── PASSAGE

The Paradox of Self-Management

If you are a student of complexity theory, and of philosophy, you can quickly arrive at a place of great cognitive dissonance: On the one hand, our culture is driving us, for quite compelling reasons, to take actions that make things better for the rest of the world, and to “self-improve” — to change our own unhealthy and destructive behaviours. But on the other hand, some of us have come to believe, intellectually at least, (1) that our personal actions will have no discernible sustained impact on the rest of the world (complex systems tend to self-perpetuate and to counter the effects of even the most persistent and well-conceived interventions), and (2) that we have no free will, agency or choice in what we do in any case — rather than making decisions, the brain/mind/self is merely rationalizing decisions that have already been ‘made’ and started to act upon by the conditioned creatures ‘we’ presume to inhabit and control.

The former dilemma — that we feel driven to make the world better through personal actions even though we may know in our hearts that that won’t make any enduring difference — has been hashed over a lot in activist circles. The argument is that we have to try anyway; that it’s in our nature. Direct action certainly seems to make a small difference, at least for a while, so why not (protest local polluting projects and entities, clean up a river, blockade a destructive development etc)? It’s not our business to worry about what will happen when we’re gone, or what is happening beyond our sphere of influence. Though we may be by nature preoccupied with the needs and imperatives of the moment, still we do our best. It’s both enough and necessarily to try, even when it may be, in the longer and broader context, hopeless.

The latter dilemma — that we feel an obligation to “improve ourselves” through personal behaviour change, even though some of us have come to ‘know’ intellectually we have no real agency over what we do or do not do — is the subject of this essay.

The question here is not whether our behaviour changes or not; it’s about whether personal volition plays any role in that change, or whether, given our conditioning and the events and options presenting themselves moment-to-moment, what we do, or don’t do, in each moment, is the only thing we could possibly have done, and therefore all the angst and anguish we have about our decisions is pointless, and changes nothing.

That’s not to say that we can rid ourselves of this needless angst and anguish — it’s just one more thing we have no agency over. In the long run, the human mind seems compelled to be unhappy with the apparent sub-optimality of ‘its’ decisions, and with the apparent unfairness of its situation. Hindsight is perfect, and nothing can ever match the ideals we can imagine — not for very long anyway.

You may find this preposterous — we certainly seem to have personal volition over what we do. It’s a paradox, and in that sense it is preposterous. But bear with me for a few moments.

Over the years this blog has recommended a process called “self-management” for taking charge of your own situation, informing yourself with personally-collected data, and acting in accordance, in a number of situations:

  1. Managing your own health and fitness: I used statistical analysis to identify what treatments seemed to work best for my body when it was coping with debilitating ulcerative colitis. And annually I review, plot and analyze the data from a comprehensive blood test (here in BC you are able to access your health records and test results personally online). Possibly as a result of that, I am now 10 years symptom-free.

────

* _EXERCISE DIRECTIONS_
Return the part of the self-management passage from "The former dilemma" to "broader context, hopeless.", copied word for word.

── SUPPLIED INFORMATION

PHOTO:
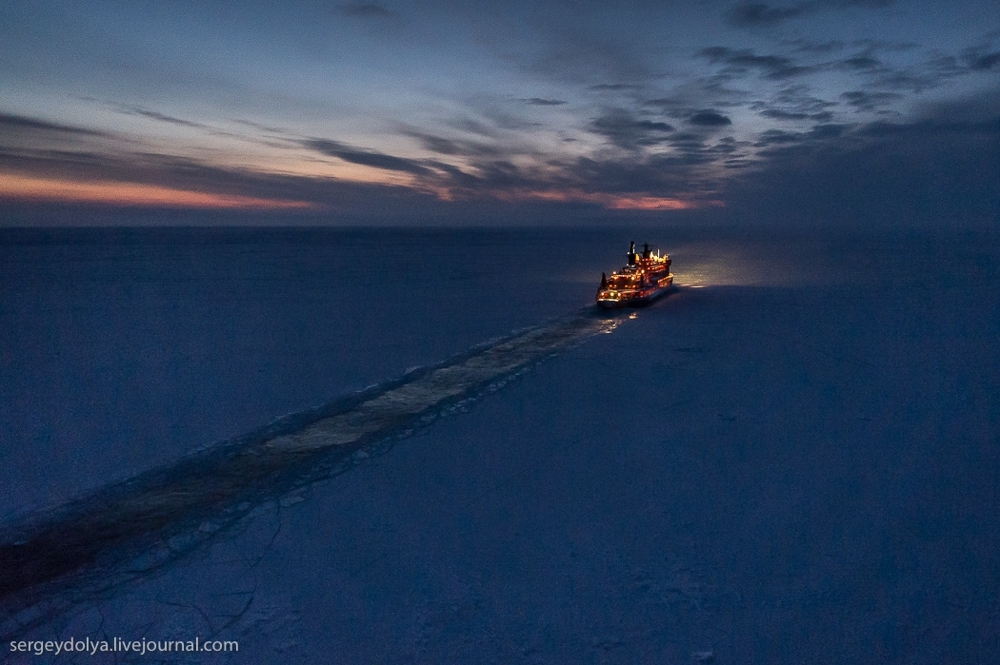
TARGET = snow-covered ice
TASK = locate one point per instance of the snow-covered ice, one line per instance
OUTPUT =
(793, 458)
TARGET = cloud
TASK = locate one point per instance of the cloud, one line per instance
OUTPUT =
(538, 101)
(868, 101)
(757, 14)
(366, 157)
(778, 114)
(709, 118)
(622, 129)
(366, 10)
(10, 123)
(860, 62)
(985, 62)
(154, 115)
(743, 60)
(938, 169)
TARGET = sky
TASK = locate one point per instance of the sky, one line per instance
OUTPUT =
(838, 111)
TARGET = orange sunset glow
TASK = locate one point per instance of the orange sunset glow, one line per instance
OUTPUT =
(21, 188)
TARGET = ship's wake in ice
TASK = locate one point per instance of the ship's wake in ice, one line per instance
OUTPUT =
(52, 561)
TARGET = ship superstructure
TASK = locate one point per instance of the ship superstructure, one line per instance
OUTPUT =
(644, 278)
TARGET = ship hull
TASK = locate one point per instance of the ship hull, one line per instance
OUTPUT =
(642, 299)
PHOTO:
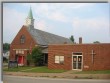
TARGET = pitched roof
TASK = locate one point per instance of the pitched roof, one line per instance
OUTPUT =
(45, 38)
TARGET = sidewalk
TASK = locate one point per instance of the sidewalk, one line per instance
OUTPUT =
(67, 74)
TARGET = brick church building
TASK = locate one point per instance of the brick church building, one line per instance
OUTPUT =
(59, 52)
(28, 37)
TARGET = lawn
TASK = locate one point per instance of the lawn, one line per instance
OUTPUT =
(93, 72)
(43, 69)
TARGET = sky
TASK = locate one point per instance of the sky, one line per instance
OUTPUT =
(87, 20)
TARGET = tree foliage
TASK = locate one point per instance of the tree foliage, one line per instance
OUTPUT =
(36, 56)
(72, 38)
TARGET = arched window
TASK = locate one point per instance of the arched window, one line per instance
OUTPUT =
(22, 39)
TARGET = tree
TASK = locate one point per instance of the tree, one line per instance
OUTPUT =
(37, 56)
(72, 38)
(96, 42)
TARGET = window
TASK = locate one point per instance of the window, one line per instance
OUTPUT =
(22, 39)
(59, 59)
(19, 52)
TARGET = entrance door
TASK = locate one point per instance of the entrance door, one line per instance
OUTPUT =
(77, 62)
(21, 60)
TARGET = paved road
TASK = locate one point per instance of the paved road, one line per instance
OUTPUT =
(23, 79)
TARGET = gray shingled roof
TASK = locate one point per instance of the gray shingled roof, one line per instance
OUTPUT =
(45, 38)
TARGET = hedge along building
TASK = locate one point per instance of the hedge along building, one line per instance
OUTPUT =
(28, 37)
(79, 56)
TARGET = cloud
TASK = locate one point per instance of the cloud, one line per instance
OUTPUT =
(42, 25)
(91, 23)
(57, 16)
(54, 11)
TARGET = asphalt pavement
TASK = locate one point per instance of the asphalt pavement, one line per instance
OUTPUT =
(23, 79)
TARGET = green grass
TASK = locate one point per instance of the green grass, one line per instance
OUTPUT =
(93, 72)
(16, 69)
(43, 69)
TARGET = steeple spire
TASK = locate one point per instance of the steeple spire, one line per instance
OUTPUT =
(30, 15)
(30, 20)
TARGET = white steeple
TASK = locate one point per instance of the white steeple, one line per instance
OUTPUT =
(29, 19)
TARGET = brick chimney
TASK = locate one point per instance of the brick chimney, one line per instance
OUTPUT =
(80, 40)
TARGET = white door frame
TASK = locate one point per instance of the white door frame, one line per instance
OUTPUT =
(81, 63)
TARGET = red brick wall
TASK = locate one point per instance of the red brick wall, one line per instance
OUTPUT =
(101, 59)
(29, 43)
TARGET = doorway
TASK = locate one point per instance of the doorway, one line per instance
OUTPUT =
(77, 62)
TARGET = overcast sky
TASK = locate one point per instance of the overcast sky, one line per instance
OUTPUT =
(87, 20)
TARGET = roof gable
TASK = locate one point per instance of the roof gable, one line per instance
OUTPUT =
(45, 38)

────

* _REPLY_
The former dilemma — that we feel driven to make the world better through personal actions even though we may know in our hearts that that won’t make any enduring difference — has been hashed over a lot in activist circles. The argument is that we have to try anyway; that it’s in our nature. Direct action certainly seems to make a small difference, at least for a while, so why not (protest local polluting projects and entities, clean up a river, blockade a destructive development etc)? It’s not our business to worry about what will happen when we’re gone, or what is happening beyond our sphere of influence. Though we may be by nature preoccupied with the needs and imperatives of the moment, still we do our best. It’s both enough and necessarily to try, even when it may be, in the longer and broader context, hopeless.